- **Given exercise**
From the forum thread about making a clock for grandparents, reproduce word for word the passage starting with "I am creating" and going on through "parts real quick.".
===== Text section
# Grandparent's Clock



## crenshawjmark (Dec 2, 2011)

I am creating a clock for my grandparents for Christmas. I found a burl at a local wood shop and bought it for a good price. I took it to Mr. Jerry's shop about early November and I sanded it and worked on it. Once we had seen it's true spectacular-ness I decided to make it into a clock for my grandparents for Christmas. We think it is a maple burl and these are some of the pictures for it, I ordered a barometer and the appropriate Forster bits off of rockler.com and the clock insert off of klockit.com. We didn't take any before pictures so I guess these are the early after pictures. We'll do better next time. You only see the barometer in the pictures because the clock hasn't arrived yet. It is un-polyed of course.


----------



## bobj3 (Jan 17, 2006)

Hi

Looking good  , tell Jerry you want to use a push block next time you use the joiner, they will take off body parts real quick. 
One more note don't put your hand on the joiner guard ,let it do it's job and keep your fingers out of the path of the very sharp blades..
If you don't know where to it, put your hand in your pocket for safe keeping 
The blue ear muffs are great looking but where did you put your safety glasses.. chips fly off the drill press real quick.
Don't have rags or any sitting by the drill press when it's running.. work safe and have fun 
One more small note 

Always clamp your wood down to the drill press when using the BIG bits..I see you did on the 2nd. hole but it's must do thing on the drill press 
A easy one to make is the one below
http://www.rockler.com/product.cfm?page=10163&filter=drill press table
You can make one for Jerry if you are waiting for the parts to come in, just need some track stock and some 3/4" MDF stock..
==========
===== Extracted records
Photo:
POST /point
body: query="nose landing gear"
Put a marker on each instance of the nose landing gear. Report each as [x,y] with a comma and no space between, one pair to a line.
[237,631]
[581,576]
==========
===== Extracted records
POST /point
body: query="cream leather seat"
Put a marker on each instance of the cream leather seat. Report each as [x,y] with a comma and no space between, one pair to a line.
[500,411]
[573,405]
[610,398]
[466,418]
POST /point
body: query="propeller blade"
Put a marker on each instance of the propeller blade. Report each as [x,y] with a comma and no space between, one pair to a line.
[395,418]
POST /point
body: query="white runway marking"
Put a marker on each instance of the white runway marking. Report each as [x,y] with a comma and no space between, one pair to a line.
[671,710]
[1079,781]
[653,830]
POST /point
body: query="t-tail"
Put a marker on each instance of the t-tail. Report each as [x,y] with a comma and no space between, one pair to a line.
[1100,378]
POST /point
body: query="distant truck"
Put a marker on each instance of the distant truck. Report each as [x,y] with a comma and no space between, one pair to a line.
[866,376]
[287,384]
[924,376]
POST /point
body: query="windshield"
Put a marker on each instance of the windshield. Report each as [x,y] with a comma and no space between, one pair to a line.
==========
===== Extracted records
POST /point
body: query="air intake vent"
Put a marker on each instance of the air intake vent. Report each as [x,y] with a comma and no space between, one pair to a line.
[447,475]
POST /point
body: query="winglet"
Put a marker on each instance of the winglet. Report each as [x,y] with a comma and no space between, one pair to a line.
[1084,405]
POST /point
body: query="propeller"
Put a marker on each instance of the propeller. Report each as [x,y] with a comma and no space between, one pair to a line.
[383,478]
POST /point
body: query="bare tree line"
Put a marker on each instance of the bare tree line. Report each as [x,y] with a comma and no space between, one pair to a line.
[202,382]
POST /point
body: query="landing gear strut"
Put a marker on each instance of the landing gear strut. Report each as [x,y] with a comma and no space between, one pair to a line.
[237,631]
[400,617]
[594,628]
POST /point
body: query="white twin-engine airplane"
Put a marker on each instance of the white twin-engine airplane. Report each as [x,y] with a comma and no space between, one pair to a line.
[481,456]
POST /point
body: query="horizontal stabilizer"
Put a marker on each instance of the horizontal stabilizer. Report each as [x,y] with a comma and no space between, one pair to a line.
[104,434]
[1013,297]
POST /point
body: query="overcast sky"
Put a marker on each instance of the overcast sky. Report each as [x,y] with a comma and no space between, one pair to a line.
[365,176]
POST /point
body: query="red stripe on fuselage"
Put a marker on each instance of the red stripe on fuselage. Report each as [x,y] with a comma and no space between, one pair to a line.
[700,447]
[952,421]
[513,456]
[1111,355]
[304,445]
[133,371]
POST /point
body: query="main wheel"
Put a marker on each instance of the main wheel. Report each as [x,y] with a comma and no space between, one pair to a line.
==========
- **Output below**
I am creating a clock for my grandparents for Christmas. I found a burl at a local wood shop and bought it for a good price. I took it to Mr. Jerry's shop about early November and I sanded it and worked on it. Once we had seen it's true spectacular-ness I decided to make it into a clock for my grandparents for Christmas. We think it is a maple burl and these are some of the pictures for it, I ordered a barometer and the appropriate Forster bits off of rockler.com and the clock insert off of klockit.com. We didn't take any before pictures so I guess these are the early after pictures. We'll do better next time. You only see the barometer in the pictures because the clock hasn't arrived yet. It is un-polyed of course.


----------



## bobj3 (Jan 17, 2006)

Hi

Looking good  , tell Jerry you want to use a push block next time you use the joiner, they will take off body parts real quick.